- _WRITTEN REQUEST_: In the text on protecting retirement accounts, what name is given to taking required minimum distributions over the beneficiary's life expectancy?

- _GIVEN TEXT_:
** Begin **

How to best protect your IRA and 401ks from creditors and maximize the income tax advantages.

For many, a not so small part of their wealth is held in retirement accounts. When it comes to inheritance and estate planning, special considerations are necessary to ensure that these assets are protected and distributed according to the owner’s wishes.

Typically, retirement assets, such as IRAs, are passed via beneficiary designation. For example, for a married couple with children, it would be common to designate the spouse as primary beneficiary and children as secondary. In certain scenarios, however, it is advantageous to name a trust—rather than a particular individual—as the designated beneficiary. Once the retirement account becomes inherited by a non-spouse beneficiary (i.e. children), the IRS treats this inherited retirement account differently.

Specifically, once inherited, the beneficiary is obligated to begin taking required minimum distributions (RMD) from such funds within a more immediate time horizon of either five years or over the beneficiary’s life expectancy (known as the “stretch”). The goal in planning for inheriting retirement assets is to maximize the stretch so that the tax-deferred, long-term growth benefits of retirement accounts are maximized. Trusts can serve as an appropriate conduit to protect and preserve these assets.

** End **

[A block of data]
** Begin **

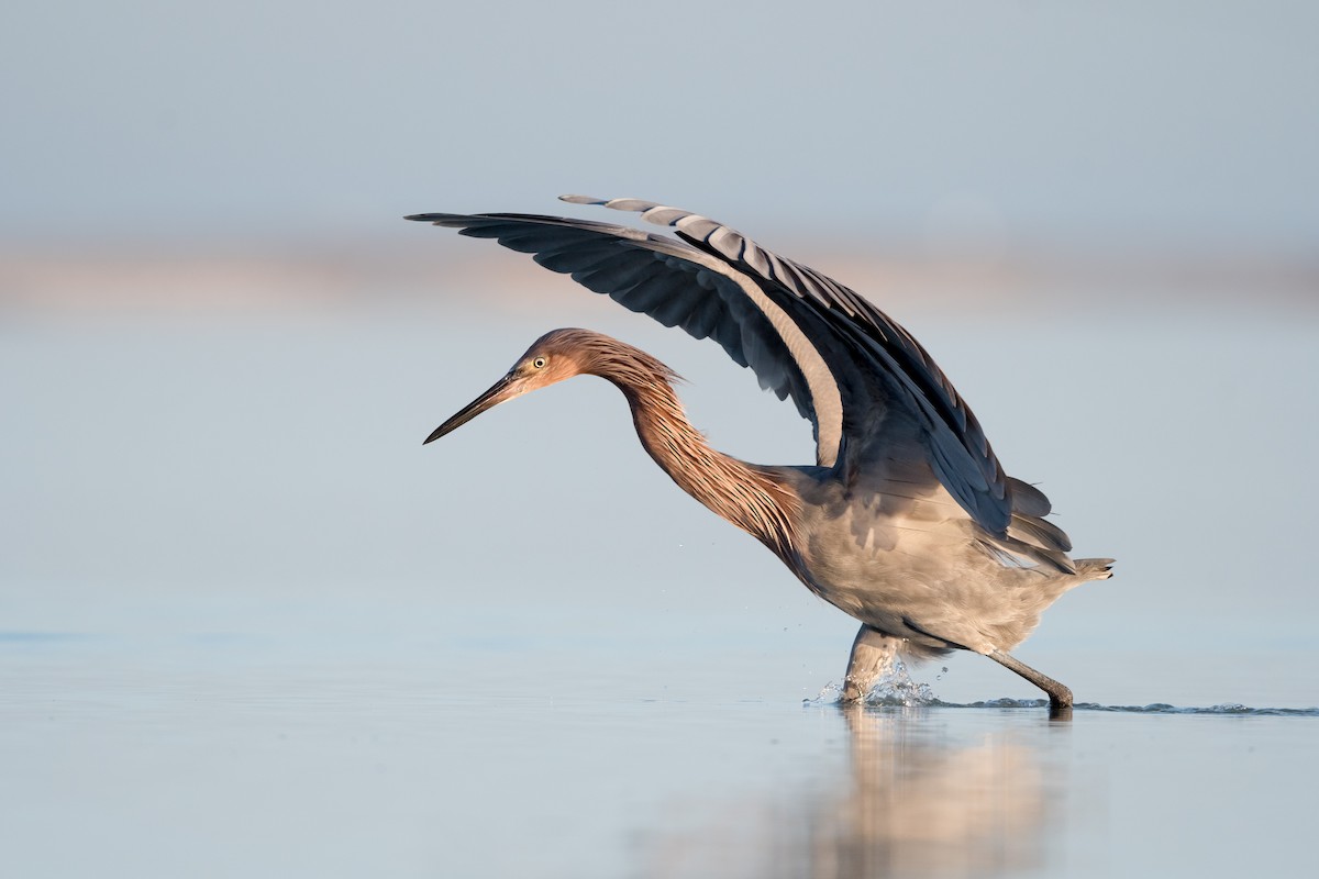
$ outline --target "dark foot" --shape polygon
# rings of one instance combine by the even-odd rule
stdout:
[[[1001,650],[996,650],[992,654],[985,654],[989,659],[995,660],[1004,668],[1017,672],[1031,684],[1045,691],[1049,695],[1049,714],[1053,717],[1054,712],[1066,710],[1071,713],[1072,695],[1071,691],[1055,681],[1047,675],[1041,675],[1034,668],[1021,662],[1010,654],[1005,654]]]

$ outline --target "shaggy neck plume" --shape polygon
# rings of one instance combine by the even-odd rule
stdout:
[[[612,382],[632,407],[641,445],[683,492],[758,539],[780,557],[797,553],[797,502],[764,468],[718,452],[706,443],[673,391],[673,372],[645,352],[617,349],[592,358],[583,372]],[[601,352],[604,354],[605,352]]]

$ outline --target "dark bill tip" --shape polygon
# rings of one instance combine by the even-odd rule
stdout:
[[[422,445],[426,445],[427,443],[434,443],[445,434],[452,432],[459,427],[462,427],[463,424],[466,424],[467,422],[472,420],[474,418],[484,412],[487,409],[493,409],[495,406],[503,403],[505,399],[509,399],[509,397],[516,397],[516,394],[509,391],[509,385],[512,382],[513,382],[512,374],[500,378],[497,382],[491,385],[489,390],[487,390],[484,394],[470,402],[467,406],[463,406],[458,412],[454,414],[452,418],[450,418],[447,422],[433,430],[430,432],[430,436],[427,436],[422,441]]]

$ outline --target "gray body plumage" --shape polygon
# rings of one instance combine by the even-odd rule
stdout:
[[[1049,499],[1006,476],[929,353],[852,290],[714,220],[634,199],[565,200],[640,211],[677,237],[537,215],[409,219],[533,253],[633,311],[714,339],[810,419],[815,464],[761,467],[715,452],[682,414],[667,368],[576,329],[538,340],[430,439],[512,395],[601,376],[623,390],[646,451],[683,490],[861,621],[847,697],[864,695],[897,650],[962,648],[1026,676],[1055,708],[1070,705],[1070,691],[1006,651],[1063,592],[1109,576],[1111,560],[1070,559],[1067,535],[1045,518]]]

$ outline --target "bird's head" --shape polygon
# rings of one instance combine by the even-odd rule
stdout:
[[[489,390],[431,431],[426,443],[438,440],[445,434],[462,427],[485,410],[505,401],[590,372],[599,340],[613,341],[608,336],[588,329],[553,329],[545,333],[526,349],[525,354],[517,358],[513,368]]]

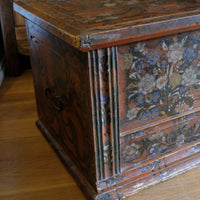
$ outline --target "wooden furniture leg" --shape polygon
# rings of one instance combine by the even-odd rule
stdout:
[[[16,76],[22,69],[18,59],[12,3],[12,0],[0,0],[0,20],[7,62],[6,73],[9,76]]]

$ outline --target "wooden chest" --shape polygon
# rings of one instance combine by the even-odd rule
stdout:
[[[88,199],[200,164],[200,1],[21,0],[37,125]]]

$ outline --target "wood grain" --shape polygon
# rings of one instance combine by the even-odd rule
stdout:
[[[26,96],[24,99],[23,97]],[[30,100],[32,99],[32,100]],[[24,103],[31,115],[21,113]],[[15,108],[8,112],[8,107]],[[86,200],[75,181],[35,126],[32,74],[6,78],[0,88],[0,199]],[[127,200],[198,200],[200,168],[157,184]]]
[[[20,0],[14,9],[82,51],[200,27],[199,0]]]
[[[12,2],[13,1],[0,1],[0,21],[7,62],[6,72],[8,75],[16,76],[22,72],[22,69],[20,69],[18,60]]]
[[[25,102],[31,115],[20,111]],[[8,112],[10,106],[13,111]],[[0,88],[0,109],[7,113],[6,118],[0,116],[0,199],[86,200],[35,125],[31,71],[17,78],[6,77]],[[198,200],[199,174],[200,168],[196,168],[127,200]]]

** End **

- _FINISHED EXERCISE_: It is known as the "stretch."